Compito da svolgere
Riscrivi il tratto che va dall'inizio dell'elenco fino alla riga con "top-left (100, 45), bottom-right (206, 218)", compresa, senza togliere le richieste e spostando in avanti di 124 ogni coordinata nelle risposte. Lascia fuori le immagini.

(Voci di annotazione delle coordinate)
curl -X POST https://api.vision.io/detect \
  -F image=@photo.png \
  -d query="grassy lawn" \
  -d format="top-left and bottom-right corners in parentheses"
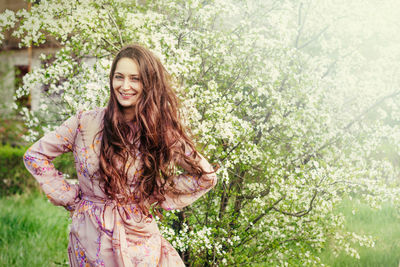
top-left (0, 193), bottom-right (69, 267)
top-left (0, 193), bottom-right (400, 267)
top-left (321, 200), bottom-right (400, 267)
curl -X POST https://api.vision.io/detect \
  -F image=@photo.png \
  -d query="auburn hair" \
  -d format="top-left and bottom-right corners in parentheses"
top-left (100, 45), bottom-right (206, 218)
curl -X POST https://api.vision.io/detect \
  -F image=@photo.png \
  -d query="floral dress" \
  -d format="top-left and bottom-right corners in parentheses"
top-left (24, 108), bottom-right (217, 267)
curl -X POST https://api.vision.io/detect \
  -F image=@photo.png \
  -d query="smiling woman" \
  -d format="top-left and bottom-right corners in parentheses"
top-left (24, 45), bottom-right (217, 266)
top-left (112, 58), bottom-right (143, 120)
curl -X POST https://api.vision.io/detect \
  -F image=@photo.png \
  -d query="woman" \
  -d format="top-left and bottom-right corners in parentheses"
top-left (24, 45), bottom-right (217, 267)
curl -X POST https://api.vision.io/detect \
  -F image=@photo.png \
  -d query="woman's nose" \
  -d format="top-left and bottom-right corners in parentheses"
top-left (122, 79), bottom-right (130, 89)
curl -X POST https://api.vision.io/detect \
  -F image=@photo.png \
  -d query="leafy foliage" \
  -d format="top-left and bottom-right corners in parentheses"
top-left (0, 0), bottom-right (400, 266)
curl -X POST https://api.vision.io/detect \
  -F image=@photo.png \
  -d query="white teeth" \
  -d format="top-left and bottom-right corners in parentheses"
top-left (120, 93), bottom-right (135, 96)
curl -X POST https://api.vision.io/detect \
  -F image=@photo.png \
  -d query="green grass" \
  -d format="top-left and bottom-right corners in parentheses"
top-left (0, 193), bottom-right (69, 267)
top-left (0, 192), bottom-right (400, 267)
top-left (321, 200), bottom-right (400, 267)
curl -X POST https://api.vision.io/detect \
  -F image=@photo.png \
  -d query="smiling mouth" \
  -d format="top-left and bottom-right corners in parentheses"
top-left (119, 92), bottom-right (137, 97)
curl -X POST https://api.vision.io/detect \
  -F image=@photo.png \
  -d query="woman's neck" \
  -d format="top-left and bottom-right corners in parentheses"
top-left (122, 107), bottom-right (135, 122)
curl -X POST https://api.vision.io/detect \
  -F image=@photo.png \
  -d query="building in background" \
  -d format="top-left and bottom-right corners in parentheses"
top-left (0, 0), bottom-right (60, 115)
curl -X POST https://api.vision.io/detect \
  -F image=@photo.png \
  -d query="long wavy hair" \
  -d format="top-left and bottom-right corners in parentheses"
top-left (100, 45), bottom-right (206, 215)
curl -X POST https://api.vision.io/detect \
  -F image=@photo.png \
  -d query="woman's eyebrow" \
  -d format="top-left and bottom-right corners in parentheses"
top-left (114, 71), bottom-right (139, 76)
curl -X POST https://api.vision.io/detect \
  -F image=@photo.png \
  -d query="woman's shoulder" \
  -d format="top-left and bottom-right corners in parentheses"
top-left (80, 107), bottom-right (106, 119)
top-left (79, 107), bottom-right (105, 129)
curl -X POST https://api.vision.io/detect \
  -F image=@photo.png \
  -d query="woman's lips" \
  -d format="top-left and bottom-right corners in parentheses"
top-left (119, 92), bottom-right (136, 99)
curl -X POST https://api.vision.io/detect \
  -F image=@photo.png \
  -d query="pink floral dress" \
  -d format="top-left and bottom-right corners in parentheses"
top-left (24, 108), bottom-right (217, 267)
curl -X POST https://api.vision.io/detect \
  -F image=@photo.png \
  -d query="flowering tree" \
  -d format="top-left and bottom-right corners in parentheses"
top-left (0, 0), bottom-right (400, 266)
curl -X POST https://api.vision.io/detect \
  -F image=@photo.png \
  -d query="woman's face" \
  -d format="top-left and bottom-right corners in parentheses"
top-left (112, 57), bottom-right (143, 108)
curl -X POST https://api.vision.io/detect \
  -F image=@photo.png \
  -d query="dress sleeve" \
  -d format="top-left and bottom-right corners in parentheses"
top-left (160, 144), bottom-right (217, 210)
top-left (24, 113), bottom-right (80, 210)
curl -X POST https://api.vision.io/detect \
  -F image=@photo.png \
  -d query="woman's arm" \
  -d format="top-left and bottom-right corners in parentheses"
top-left (160, 142), bottom-right (217, 210)
top-left (24, 113), bottom-right (81, 211)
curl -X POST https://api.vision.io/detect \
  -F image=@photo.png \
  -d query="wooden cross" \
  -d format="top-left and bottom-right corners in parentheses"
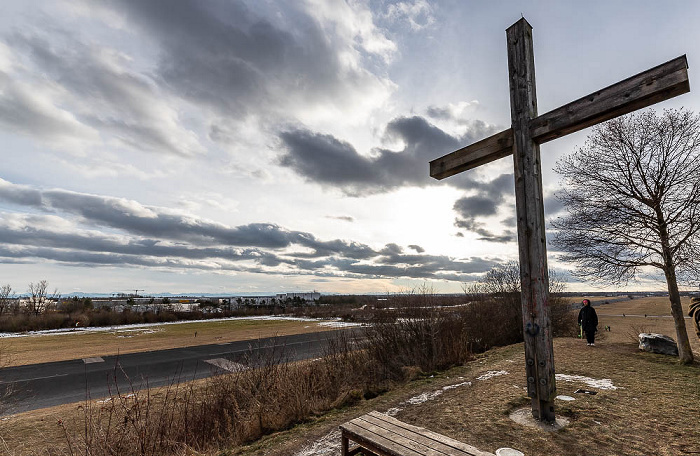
top-left (430, 18), bottom-right (690, 422)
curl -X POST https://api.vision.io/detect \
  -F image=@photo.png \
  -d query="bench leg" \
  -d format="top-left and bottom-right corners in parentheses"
top-left (340, 435), bottom-right (350, 456)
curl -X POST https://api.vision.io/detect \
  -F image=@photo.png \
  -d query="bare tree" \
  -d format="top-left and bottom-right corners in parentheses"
top-left (0, 284), bottom-right (15, 315)
top-left (27, 280), bottom-right (58, 315)
top-left (553, 110), bottom-right (700, 364)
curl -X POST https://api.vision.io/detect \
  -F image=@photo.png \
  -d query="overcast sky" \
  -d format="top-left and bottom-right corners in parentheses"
top-left (0, 0), bottom-right (700, 295)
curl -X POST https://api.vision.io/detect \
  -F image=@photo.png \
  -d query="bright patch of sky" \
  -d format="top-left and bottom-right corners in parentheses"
top-left (0, 0), bottom-right (700, 294)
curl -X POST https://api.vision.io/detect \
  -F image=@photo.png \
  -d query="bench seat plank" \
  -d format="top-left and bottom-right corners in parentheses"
top-left (341, 422), bottom-right (423, 456)
top-left (352, 415), bottom-right (449, 456)
top-left (367, 411), bottom-right (495, 456)
top-left (360, 415), bottom-right (464, 456)
top-left (340, 411), bottom-right (494, 456)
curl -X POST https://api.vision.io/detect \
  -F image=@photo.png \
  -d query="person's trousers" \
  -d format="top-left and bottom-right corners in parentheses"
top-left (585, 331), bottom-right (595, 344)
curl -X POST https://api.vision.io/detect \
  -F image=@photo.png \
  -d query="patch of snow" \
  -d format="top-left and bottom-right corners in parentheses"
top-left (556, 374), bottom-right (623, 390)
top-left (496, 448), bottom-right (525, 456)
top-left (476, 371), bottom-right (508, 381)
top-left (294, 429), bottom-right (340, 456)
top-left (404, 390), bottom-right (442, 405)
top-left (403, 382), bottom-right (472, 405)
top-left (442, 382), bottom-right (472, 391)
top-left (318, 320), bottom-right (362, 328)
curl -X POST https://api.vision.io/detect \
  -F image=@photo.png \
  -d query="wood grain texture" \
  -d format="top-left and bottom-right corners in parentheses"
top-left (340, 411), bottom-right (493, 456)
top-left (430, 55), bottom-right (690, 179)
top-left (430, 128), bottom-right (513, 179)
top-left (530, 55), bottom-right (690, 144)
top-left (506, 18), bottom-right (556, 422)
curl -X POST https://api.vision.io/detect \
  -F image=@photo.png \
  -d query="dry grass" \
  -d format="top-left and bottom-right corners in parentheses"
top-left (238, 298), bottom-right (700, 456)
top-left (3, 320), bottom-right (332, 366)
top-left (0, 298), bottom-right (700, 456)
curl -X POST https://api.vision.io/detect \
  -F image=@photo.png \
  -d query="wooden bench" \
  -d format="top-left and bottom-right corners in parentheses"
top-left (340, 412), bottom-right (494, 456)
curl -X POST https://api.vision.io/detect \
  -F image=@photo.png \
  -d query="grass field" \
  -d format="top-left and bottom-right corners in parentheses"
top-left (234, 298), bottom-right (700, 456)
top-left (0, 298), bottom-right (700, 456)
top-left (0, 320), bottom-right (340, 367)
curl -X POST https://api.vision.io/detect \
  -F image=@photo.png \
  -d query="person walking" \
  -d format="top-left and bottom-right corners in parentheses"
top-left (578, 299), bottom-right (598, 346)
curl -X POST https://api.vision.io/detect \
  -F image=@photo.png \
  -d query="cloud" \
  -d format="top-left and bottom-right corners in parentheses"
top-left (453, 174), bottom-right (516, 242)
top-left (111, 0), bottom-right (396, 124)
top-left (0, 179), bottom-right (498, 280)
top-left (326, 215), bottom-right (355, 223)
top-left (384, 0), bottom-right (435, 31)
top-left (279, 116), bottom-right (500, 196)
top-left (0, 29), bottom-right (203, 156)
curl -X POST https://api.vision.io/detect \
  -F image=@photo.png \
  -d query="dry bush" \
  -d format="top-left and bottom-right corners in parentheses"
top-left (61, 293), bottom-right (524, 456)
top-left (64, 336), bottom-right (372, 456)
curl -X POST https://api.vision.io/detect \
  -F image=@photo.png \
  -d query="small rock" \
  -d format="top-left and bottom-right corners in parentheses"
top-left (639, 333), bottom-right (678, 356)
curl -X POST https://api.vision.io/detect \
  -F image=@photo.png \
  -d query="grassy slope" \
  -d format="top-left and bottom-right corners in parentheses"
top-left (0, 299), bottom-right (700, 456)
top-left (237, 298), bottom-right (700, 456)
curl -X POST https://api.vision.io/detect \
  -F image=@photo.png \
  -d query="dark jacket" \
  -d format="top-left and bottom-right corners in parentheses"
top-left (578, 304), bottom-right (598, 332)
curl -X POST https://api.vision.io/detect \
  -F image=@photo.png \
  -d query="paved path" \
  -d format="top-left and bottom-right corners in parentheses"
top-left (0, 330), bottom-right (353, 415)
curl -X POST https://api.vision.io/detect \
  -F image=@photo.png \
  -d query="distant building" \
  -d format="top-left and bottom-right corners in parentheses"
top-left (277, 291), bottom-right (321, 302)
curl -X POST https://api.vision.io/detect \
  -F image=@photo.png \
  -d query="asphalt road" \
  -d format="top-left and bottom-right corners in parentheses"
top-left (0, 330), bottom-right (352, 415)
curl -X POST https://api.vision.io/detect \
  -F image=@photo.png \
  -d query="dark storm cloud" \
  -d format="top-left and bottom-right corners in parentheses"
top-left (279, 116), bottom-right (500, 196)
top-left (0, 180), bottom-right (504, 280)
top-left (426, 106), bottom-right (452, 120)
top-left (6, 30), bottom-right (200, 156)
top-left (452, 174), bottom-right (515, 242)
top-left (106, 0), bottom-right (374, 117)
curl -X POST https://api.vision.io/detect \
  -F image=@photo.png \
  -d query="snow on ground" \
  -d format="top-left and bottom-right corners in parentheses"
top-left (294, 429), bottom-right (340, 456)
top-left (0, 315), bottom-right (361, 339)
top-left (476, 371), bottom-right (508, 381)
top-left (556, 374), bottom-right (622, 390)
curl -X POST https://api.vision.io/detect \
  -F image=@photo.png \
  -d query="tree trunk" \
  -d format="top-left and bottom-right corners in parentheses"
top-left (664, 264), bottom-right (693, 364)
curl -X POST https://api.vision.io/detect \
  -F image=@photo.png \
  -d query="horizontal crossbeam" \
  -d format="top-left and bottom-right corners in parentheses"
top-left (430, 55), bottom-right (690, 179)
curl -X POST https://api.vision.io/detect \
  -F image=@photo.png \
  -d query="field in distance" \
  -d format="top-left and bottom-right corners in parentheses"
top-left (0, 319), bottom-right (334, 367)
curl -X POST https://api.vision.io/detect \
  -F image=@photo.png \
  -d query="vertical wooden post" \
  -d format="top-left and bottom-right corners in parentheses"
top-left (506, 18), bottom-right (556, 422)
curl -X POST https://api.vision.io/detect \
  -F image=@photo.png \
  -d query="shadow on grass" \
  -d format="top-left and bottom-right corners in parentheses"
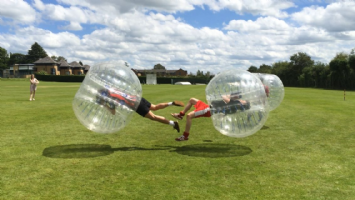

Risposta scritta
curl -X POST https://api.vision.io/detect \
  -F image=@photo.png \
  -d query="grassy lawn" \
  -d format="top-left and bottom-right corners in parentheses"
top-left (124, 317), bottom-right (193, 391)
top-left (124, 317), bottom-right (524, 391)
top-left (445, 324), bottom-right (524, 391)
curl -X POST https://api.vision.io/detect \
  -F image=@photo.png \
  -d query="auburn hair" \
  -d format="top-left and bottom-right corners in parentheses"
top-left (224, 169), bottom-right (330, 342)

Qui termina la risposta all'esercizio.